:: RECORD LIST

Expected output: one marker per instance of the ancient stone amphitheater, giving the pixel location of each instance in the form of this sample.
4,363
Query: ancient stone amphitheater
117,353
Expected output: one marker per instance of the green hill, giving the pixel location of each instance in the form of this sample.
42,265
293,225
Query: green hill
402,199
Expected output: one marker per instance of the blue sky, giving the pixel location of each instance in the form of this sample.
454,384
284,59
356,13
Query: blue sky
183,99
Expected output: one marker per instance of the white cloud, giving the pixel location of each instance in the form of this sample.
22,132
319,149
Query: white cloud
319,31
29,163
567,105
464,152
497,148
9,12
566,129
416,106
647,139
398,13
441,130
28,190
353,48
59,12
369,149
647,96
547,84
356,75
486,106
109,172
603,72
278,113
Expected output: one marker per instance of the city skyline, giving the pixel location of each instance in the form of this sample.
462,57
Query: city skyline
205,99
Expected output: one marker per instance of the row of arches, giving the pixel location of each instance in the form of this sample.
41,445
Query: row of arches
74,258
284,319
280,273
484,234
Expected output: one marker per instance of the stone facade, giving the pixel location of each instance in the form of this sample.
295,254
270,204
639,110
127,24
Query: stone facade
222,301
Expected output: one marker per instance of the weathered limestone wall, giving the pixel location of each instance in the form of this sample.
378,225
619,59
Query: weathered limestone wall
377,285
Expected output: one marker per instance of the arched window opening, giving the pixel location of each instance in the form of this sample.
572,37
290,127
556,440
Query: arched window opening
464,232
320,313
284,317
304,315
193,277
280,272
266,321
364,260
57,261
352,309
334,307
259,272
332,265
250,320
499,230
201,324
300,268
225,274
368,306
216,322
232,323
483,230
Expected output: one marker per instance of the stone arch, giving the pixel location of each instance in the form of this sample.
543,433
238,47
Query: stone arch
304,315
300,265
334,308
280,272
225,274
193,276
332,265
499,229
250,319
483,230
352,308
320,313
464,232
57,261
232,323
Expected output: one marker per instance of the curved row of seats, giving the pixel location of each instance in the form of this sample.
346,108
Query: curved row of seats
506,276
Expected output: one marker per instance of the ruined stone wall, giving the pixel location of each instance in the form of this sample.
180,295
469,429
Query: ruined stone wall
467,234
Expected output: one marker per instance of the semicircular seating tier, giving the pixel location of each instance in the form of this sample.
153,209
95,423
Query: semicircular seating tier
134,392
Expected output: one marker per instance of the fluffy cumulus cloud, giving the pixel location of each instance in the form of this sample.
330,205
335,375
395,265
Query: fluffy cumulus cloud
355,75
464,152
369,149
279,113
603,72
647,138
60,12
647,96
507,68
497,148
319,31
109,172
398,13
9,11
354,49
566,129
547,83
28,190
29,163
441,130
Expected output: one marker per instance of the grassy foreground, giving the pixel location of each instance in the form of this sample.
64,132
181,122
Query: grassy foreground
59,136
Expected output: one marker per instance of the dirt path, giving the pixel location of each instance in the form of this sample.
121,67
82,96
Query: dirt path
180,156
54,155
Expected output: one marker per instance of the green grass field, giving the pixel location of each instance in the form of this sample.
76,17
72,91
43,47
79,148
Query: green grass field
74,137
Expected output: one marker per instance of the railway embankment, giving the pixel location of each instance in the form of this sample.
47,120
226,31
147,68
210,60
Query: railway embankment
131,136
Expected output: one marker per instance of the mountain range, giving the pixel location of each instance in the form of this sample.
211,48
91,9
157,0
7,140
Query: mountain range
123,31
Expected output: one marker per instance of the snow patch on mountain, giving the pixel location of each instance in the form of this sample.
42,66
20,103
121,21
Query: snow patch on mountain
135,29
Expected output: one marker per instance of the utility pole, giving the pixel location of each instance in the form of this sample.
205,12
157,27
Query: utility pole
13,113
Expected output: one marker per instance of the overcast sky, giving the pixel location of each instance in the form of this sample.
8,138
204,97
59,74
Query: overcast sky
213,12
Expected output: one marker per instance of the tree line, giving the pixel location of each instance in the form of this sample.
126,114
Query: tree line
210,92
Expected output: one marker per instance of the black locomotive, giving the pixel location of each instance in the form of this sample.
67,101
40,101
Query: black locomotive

::::

■ **PROBLEM STATEMENT**: Present all of the material above as a Markdown table with two columns headed No. and Line. Give each line its own numbered row and leave out blank lines.

■ **RESPONSE**:
| No. | Line |
|---|---|
| 1 | Expected output: one marker per instance of the ancient stone amphitheater, giving the pixel location of each instance in the form of this sample. |
| 2 | 4,363 |
| 3 | Query: ancient stone amphitheater |
| 4 | 117,353 |
| 5 | Expected output: one marker per instance of the green hill, giving the pixel location of each instance in the form of this sample. |
| 6 | 42,265 |
| 7 | 293,225 |
| 8 | Query: green hill |
| 9 | 402,199 |
| 10 | Expected output: one marker per instance of the blue sky, giving the pixel location of each instance in the form of this sample. |
| 11 | 454,384 |
| 12 | 284,59 |
| 13 | 356,13 |
| 14 | Query: blue sky |
| 15 | 183,99 |
| 16 | Expected output: one marker per instance of the white cloud, giving the pixel location of each instance in the form of this sample. |
| 17 | 22,132 |
| 18 | 319,149 |
| 19 | Query: white cloud |
| 20 | 319,31 |
| 21 | 29,163 |
| 22 | 567,105 |
| 23 | 464,152 |
| 24 | 497,148 |
| 25 | 9,12 |
| 26 | 566,129 |
| 27 | 416,106 |
| 28 | 647,139 |
| 29 | 398,13 |
| 30 | 441,130 |
| 31 | 28,190 |
| 32 | 353,48 |
| 33 | 59,12 |
| 34 | 369,149 |
| 35 | 647,96 |
| 36 | 547,84 |
| 37 | 356,75 |
| 38 | 486,106 |
| 39 | 109,172 |
| 40 | 603,72 |
| 41 | 278,113 |
| 42 | Expected output: one marker per instance of the city skyline, giving the pixel location of each instance in the form of this sample. |
| 43 | 462,57 |
| 44 | Query: city skyline |
| 45 | 205,99 |
| 46 | Expected output: one marker per instance of the row of arches, giving the pixel location of each instance in the form of this sample. |
| 47 | 41,445 |
| 48 | Query: row of arches |
| 49 | 74,258 |
| 50 | 284,319 |
| 51 | 280,273 |
| 52 | 484,234 |
| 53 | Expected output: one marker per instance of the stone facade, giving the pixel location of each instance in the form of this sample. |
| 54 | 295,254 |
| 55 | 270,204 |
| 56 | 639,110 |
| 57 | 127,24 |
| 58 | Query: stone facade |
| 59 | 222,301 |
| 60 | Expected output: one marker per instance of the weathered limestone wall, giving the pixel location of each instance in the form of this sample. |
| 61 | 378,225 |
| 62 | 619,59 |
| 63 | Query: weathered limestone wall |
| 64 | 377,285 |
| 65 | Expected output: one marker per instance of the arched window opening, giving the pixel location of each instance in the form of this sample. |
| 66 | 572,37 |
| 67 | 290,127 |
| 68 | 556,440 |
| 69 | Query: arched window opening |
| 70 | 464,232 |
| 71 | 320,313 |
| 72 | 284,317 |
| 73 | 304,315 |
| 74 | 193,277 |
| 75 | 280,272 |
| 76 | 266,321 |
| 77 | 364,260 |
| 78 | 57,261 |
| 79 | 352,309 |
| 80 | 334,307 |
| 81 | 259,272 |
| 82 | 332,265 |
| 83 | 250,320 |
| 84 | 499,230 |
| 85 | 201,324 |
| 86 | 300,268 |
| 87 | 225,274 |
| 88 | 368,306 |
| 89 | 216,322 |
| 90 | 232,323 |
| 91 | 483,230 |
| 92 | Expected output: one marker per instance of the stone arch, giving the pixel location of each instance in the form of this sample. |
| 93 | 543,433 |
| 94 | 238,47 |
| 95 | Query: stone arch |
| 96 | 304,315 |
| 97 | 300,265 |
| 98 | 334,308 |
| 99 | 280,272 |
| 100 | 225,274 |
| 101 | 193,276 |
| 102 | 332,265 |
| 103 | 499,229 |
| 104 | 250,319 |
| 105 | 483,230 |
| 106 | 352,308 |
| 107 | 320,313 |
| 108 | 464,232 |
| 109 | 57,261 |
| 110 | 232,323 |
| 111 | Expected output: one marker per instance of the curved row of seats, giving the pixel location of each instance in the form of this sample. |
| 112 | 346,108 |
| 113 | Query: curved row of seats |
| 114 | 506,276 |
| 115 | Expected output: one marker per instance of the ruined stone wall, giving the pixel location of each instance in the form of this sample. |
| 116 | 180,295 |
| 117 | 469,429 |
| 118 | Query: ruined stone wall |
| 119 | 467,234 |
| 120 | Expected output: one marker per instance of the semicircular seating tier, giving the pixel location of each instance in the form of this sample. |
| 121 | 153,209 |
| 122 | 95,423 |
| 123 | Query: semicircular seating tier |
| 124 | 134,392 |
| 125 | Expected output: one marker per instance of the fluffy cumulus cloud, giving the pixel location of each instance in the form of this sample. |
| 126 | 330,205 |
| 127 | 335,375 |
| 128 | 395,265 |
| 129 | Query: fluffy cumulus cloud |
| 130 | 355,75 |
| 131 | 464,152 |
| 132 | 369,149 |
| 133 | 279,113 |
| 134 | 603,72 |
| 135 | 647,138 |
| 136 | 60,12 |
| 137 | 647,96 |
| 138 | 507,68 |
| 139 | 497,148 |
| 140 | 319,31 |
| 141 | 109,172 |
| 142 | 398,13 |
| 143 | 9,11 |
| 144 | 354,49 |
| 145 | 566,129 |
| 146 | 547,83 |
| 147 | 28,190 |
| 148 | 29,163 |
| 149 | 441,130 |
| 150 | Expected output: one marker per instance of the grassy foreground, giving the pixel location of each instance in the form of this sample. |
| 151 | 64,132 |
| 152 | 181,122 |
| 153 | Query: grassy foreground |
| 154 | 59,136 |
| 155 | Expected output: one marker per instance of the dirt path, giving the pixel location of each instance in the form of this sample. |
| 156 | 121,67 |
| 157 | 82,96 |
| 158 | Query: dirt path |
| 159 | 180,156 |
| 160 | 54,155 |
| 161 | Expected output: one marker per instance of the green grass field, giving the pixel location of each instance in the form of this sample. |
| 162 | 76,17 |
| 163 | 72,91 |
| 164 | 43,47 |
| 165 | 79,148 |
| 166 | Query: green grass field |
| 167 | 74,137 |
| 168 | Expected output: one marker per instance of the railway embankment, giving the pixel location of each instance in the form of this sample. |
| 169 | 47,120 |
| 170 | 226,31 |
| 171 | 147,68 |
| 172 | 210,60 |
| 173 | Query: railway embankment |
| 174 | 131,136 |
| 175 | Expected output: one marker per instance of the mountain range, giving the pixel location of each instance in the form of this sample. |
| 176 | 211,48 |
| 177 | 91,9 |
| 178 | 157,0 |
| 179 | 7,140 |
| 180 | Query: mountain range |
| 181 | 123,31 |
| 182 | Expected output: one marker per instance of the snow patch on mountain, giving the pixel location of each instance in the form of this sample. |
| 183 | 42,66 |
| 184 | 20,103 |
| 185 | 121,21 |
| 186 | Query: snow patch on mountain |
| 187 | 135,29 |
| 188 | Expected output: one marker per instance of the utility pole, giving the pixel location of each instance in the form of this sample. |
| 189 | 205,12 |
| 190 | 157,27 |
| 191 | Query: utility pole |
| 192 | 13,113 |
| 193 | Expected output: one marker per instance of the overcast sky, giving the pixel location of each instance in the form of this sample. |
| 194 | 8,138 |
| 195 | 204,97 |
| 196 | 59,74 |
| 197 | Query: overcast sky |
| 198 | 213,12 |
| 199 | Expected output: one marker per instance of the tree line, giving the pixel location of each instance in the form of this sample. |
| 200 | 126,114 |
| 201 | Query: tree line |
| 202 | 210,92 |
| 203 | Expected output: one marker per instance of the black locomotive, giving the pixel location of each instance in the form of this sample. |
| 204 | 67,101 |
| 205 | 40,101 |
| 206 | Query: black locomotive |